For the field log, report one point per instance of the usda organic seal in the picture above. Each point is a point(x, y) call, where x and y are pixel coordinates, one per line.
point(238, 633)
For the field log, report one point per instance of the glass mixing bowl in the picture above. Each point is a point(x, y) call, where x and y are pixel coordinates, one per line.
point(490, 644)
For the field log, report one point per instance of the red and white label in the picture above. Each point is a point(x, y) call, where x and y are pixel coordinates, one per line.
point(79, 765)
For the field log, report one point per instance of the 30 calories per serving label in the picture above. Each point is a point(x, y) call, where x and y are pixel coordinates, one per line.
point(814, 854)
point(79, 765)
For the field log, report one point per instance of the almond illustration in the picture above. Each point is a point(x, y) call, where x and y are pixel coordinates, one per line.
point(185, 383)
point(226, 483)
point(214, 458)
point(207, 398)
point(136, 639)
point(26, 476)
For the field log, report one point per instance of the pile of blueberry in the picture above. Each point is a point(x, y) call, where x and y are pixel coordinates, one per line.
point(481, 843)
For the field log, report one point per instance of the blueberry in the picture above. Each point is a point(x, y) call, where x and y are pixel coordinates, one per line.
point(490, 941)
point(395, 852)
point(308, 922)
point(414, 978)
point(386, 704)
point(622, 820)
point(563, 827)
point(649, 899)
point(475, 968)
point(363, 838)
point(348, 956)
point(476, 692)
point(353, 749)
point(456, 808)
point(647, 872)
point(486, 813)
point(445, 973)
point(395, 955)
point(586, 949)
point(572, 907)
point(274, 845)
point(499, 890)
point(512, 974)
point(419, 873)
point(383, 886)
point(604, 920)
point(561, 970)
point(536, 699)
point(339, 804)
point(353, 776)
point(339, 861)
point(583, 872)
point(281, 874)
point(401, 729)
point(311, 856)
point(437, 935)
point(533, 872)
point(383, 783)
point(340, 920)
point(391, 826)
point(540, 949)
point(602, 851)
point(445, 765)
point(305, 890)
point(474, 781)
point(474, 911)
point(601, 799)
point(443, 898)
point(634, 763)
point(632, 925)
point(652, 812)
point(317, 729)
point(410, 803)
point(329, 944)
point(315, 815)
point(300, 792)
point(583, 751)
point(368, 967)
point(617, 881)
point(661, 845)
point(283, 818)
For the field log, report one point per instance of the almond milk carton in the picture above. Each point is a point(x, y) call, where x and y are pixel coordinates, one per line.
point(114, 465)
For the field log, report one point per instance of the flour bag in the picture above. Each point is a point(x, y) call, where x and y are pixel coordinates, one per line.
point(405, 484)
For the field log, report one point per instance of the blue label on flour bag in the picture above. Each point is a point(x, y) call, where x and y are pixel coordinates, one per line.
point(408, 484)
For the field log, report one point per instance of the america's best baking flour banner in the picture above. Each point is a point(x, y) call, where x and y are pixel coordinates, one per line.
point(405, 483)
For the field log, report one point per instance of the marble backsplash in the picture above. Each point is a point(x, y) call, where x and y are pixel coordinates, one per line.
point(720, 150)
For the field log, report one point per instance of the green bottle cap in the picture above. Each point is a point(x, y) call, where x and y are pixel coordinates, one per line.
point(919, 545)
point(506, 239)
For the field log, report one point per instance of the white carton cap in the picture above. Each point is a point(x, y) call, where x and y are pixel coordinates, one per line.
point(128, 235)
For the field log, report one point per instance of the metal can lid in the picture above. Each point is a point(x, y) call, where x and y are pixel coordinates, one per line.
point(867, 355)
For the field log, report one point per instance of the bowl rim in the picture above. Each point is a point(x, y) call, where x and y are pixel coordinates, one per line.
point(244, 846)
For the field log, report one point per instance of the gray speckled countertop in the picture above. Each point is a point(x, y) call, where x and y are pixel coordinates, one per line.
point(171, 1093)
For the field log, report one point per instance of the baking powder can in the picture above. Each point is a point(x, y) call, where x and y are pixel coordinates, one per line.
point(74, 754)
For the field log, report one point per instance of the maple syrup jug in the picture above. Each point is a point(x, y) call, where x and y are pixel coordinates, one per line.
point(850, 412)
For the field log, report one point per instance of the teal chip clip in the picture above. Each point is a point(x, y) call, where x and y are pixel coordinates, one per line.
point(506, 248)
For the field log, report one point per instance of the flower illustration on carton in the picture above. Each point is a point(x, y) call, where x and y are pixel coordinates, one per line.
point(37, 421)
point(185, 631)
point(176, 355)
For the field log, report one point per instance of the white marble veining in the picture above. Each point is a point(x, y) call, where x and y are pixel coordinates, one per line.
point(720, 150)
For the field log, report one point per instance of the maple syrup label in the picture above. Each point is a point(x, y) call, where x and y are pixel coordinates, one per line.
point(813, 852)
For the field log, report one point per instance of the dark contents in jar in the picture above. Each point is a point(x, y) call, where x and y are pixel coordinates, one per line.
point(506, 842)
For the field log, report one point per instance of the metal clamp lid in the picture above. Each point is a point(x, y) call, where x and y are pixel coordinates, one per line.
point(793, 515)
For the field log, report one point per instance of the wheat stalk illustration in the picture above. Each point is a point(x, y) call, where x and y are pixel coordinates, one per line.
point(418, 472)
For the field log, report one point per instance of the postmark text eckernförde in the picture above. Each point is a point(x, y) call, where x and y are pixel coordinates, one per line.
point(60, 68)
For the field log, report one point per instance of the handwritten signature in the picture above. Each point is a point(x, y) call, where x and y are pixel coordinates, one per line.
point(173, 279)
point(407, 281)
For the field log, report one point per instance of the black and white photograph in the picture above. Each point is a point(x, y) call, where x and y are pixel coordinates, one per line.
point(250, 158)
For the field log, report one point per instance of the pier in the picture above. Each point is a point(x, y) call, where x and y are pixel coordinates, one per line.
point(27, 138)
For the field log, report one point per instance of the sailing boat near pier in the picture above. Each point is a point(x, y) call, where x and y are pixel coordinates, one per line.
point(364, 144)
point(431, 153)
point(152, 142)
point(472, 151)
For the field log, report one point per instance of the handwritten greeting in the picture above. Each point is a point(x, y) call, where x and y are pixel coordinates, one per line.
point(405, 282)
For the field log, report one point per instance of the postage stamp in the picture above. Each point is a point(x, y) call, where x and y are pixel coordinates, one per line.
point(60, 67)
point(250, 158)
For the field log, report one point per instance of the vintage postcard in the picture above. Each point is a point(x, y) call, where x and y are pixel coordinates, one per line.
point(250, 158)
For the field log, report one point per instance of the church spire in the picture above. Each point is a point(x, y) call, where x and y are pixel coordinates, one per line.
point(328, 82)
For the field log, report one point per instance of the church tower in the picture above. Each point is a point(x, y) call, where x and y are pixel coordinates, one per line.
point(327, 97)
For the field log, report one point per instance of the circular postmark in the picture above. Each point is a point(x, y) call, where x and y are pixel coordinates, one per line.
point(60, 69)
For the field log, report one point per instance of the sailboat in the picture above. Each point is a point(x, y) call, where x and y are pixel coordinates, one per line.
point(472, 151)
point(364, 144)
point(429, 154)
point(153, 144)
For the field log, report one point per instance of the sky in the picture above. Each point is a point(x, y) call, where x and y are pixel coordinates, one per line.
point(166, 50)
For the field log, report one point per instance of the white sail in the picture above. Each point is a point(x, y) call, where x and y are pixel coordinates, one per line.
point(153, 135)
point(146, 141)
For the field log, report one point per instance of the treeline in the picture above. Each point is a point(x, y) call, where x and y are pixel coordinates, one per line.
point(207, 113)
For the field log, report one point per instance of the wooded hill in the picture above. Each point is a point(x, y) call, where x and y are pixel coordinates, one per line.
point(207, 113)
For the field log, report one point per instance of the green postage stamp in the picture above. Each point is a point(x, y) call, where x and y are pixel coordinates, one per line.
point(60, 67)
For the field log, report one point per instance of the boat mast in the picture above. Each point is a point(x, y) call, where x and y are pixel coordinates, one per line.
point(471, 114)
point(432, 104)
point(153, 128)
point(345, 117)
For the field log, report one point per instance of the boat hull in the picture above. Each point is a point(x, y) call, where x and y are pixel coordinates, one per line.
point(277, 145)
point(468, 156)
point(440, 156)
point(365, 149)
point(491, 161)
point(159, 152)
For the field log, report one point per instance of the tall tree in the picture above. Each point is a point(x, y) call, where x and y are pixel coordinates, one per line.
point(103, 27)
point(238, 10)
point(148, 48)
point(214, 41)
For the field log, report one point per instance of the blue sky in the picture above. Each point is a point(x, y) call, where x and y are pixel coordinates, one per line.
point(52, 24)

========

Problem requirements: Your answer is to contain exactly the lines from the one holding "the boat hull" to the end of the entries, with no other line.

Result:
For the field log, report one point per instance of the boat hull in the picture above. Each point is a point(x, y) call, where x and y are pixel coordinates, one per line.
point(277, 145)
point(468, 156)
point(440, 156)
point(365, 149)
point(491, 161)
point(159, 152)
For the field log, report one point per instance of the tall tree in the picture above. Each point is a point(x, y) call, where x and y are pixel coordinates, one per line.
point(103, 27)
point(238, 10)
point(148, 48)
point(214, 41)
For the field log, report one point per instance of the blue sky in the picture above. Each point is a point(x, y) call, where x and y are pixel coordinates, one per line.
point(52, 24)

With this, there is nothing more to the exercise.